It would have been obvious to one of ordinary skill in the art before the effective filing date of the claimed invention to provide the atomizing assembly of Lord wherein the first liquid conducting member is flexible as taught by Zhou because Lord and Zhou are directed to atomizing assemblies, Lord states that the first liquid conducting member may be a porous material such as porous ceramic (Lord, [0127]), Zhou demonstrates that cotton rope is a most commonly used material for liquid conducting members and has good taste reductibility for atomized liquids (Zhou, [0315]), and this involves substituting one material liquid conducting member material for another to yield predictable results.
Further, it would have been obvious to one of ordinary skill in the art before the effective filing date of the claimed invention to provide the atomizing assembly of Lord in view of Zhou wherein the heating assembly comprises a first wire and a second wire that are flexible, wherein the second wire is electrically conductive, and wherein the first wire and the second wire are respectively sewn to the first liquid conducting member from two opposite sides of the first liquid conducting member and are interwoven with each other, wherein an interwoven position of the second wire and the first wire is in the first liquid conducting member similarly taught by Zhou because Lord and Zhou are directed to atomizing assemblies, Lord states that the heating assembly is sewn to the first liquid conducting member (Lord, [0124]-[0126], Fig. 24), Zhou demonstrates that this configuration increases the surface area of the first liquid conducting member which is covered by the heating assembly, thereby lowering the resistance of the atomizing assembly and extending the lifespan of a device battery (Zhou, [0318]), Zhou demonstrates that weaving the wires improves the overall strength, shape retention, and atomization efficiency of the atomizing assembly (Zhou, [0161]), and this involves combining prior art elements according to known methods to yield predictable results. Additionally, because Lord states that the first wire is woven through gaps in the first liquid conducting member (Lord, [0124]-[0126], Fig. 24), one of ordinary skill in the art would have been motivated by the disclosures of Lord and Zhou to weave the second wire through the gaps in the first liquid conducting member such that an interwoven position of the second wire and the first wire is in the first liquid conducting member to further increase the surface area of the first liquid conducting member which is covered by the heating assembly.

* Stored records *
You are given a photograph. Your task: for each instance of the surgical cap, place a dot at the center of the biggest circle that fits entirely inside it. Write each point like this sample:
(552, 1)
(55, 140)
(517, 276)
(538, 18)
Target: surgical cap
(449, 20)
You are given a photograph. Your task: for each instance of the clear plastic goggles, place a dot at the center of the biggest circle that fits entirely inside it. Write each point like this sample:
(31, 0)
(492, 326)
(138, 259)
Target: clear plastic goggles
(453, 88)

* Work to do *
a. In the atomizing assembly passage, which material does Zhou say is most commonly used for liquid conducting members?
b. Write a continuation of the atomizing assembly passage that picks up after its final sentence.
The material is not needed for this work.

* Answers per task *
a. Cotton rope.

b.
Further, it would have been obvious to one of ordinary skill in the art before the effective filing date of the claimed invention to provide the atomizing assembly of Lord in view of Zhou wherein the resistance of the second wire is smaller than the resistance of the first wire as taught by Zhou because Zhou states that lowering the resistance of the atomizing assembly extends the lifespan of a device battery (Zhou, [0318]), Zhou states that the material composition, resistance value, wire diameter, quantity and mesh number of the resistance wire 9311 can be flexibly selected to increase the heating assembly’s range of resistance to meet different application needs (Zhou, [0316]-[0318]), and the teachings in Zhou would have motivated one to provide the assembly wherein the resistance of the second wire is smaller than the resistance of the first wire to optimize the resistance value of the heating assembly.
With respect to ii), Fraser, directed to atomizing assemblies ([0033]), teaches an atomizing assembly ([0033], Fig. 2; The wick 37 and the heater 36 may be collectively referred to as a vaporizer or an atomizer 15 (atomizing assembly)), comprising
a first liquid conducting member ([0033], Fig. 2; Atomizer 15 comprises wick 37 (first liquid conducting member) configured to draw liquid from reservoir 38 via capillary action),
a heating assembly configured to heat and atomize an atomizable medium in the first liquid conducting member when electrified ([0033], Fig. 2; Atomizer 15 comprises heater 36 (heating assembly). When electrified, heater 36 is configured to heat and atomize the source liquid (atomizable medium) in wick 37 (first liquid conducting member)),
wherein the heating assembly comprises a first wire that is flexible, wherein the first wire is electrically conductive ([0040]-[0041], Fig. 2; Heating element 36 formed of a flexible electrically conductive (metallic) wire 39 (first wire). The heating element may be formed of Nichrome (an electrically conductive material). [0126], Fig. 24; Heating element 17 must be flexible to form the zigzag shape shown in Fig. 2),
wherein a portion of the first wire is entirely trapped in the first liquid conducting member, thereby increasing a contact area between the heating assembly and the first liquid conducting member ([0040]-[0041], Fig. 2; The portion of wire 39 (first wire) between the two endpoints 36a is entirely trapped in wick 37, thereby increasing a contact area between the heating assembly and wick 37).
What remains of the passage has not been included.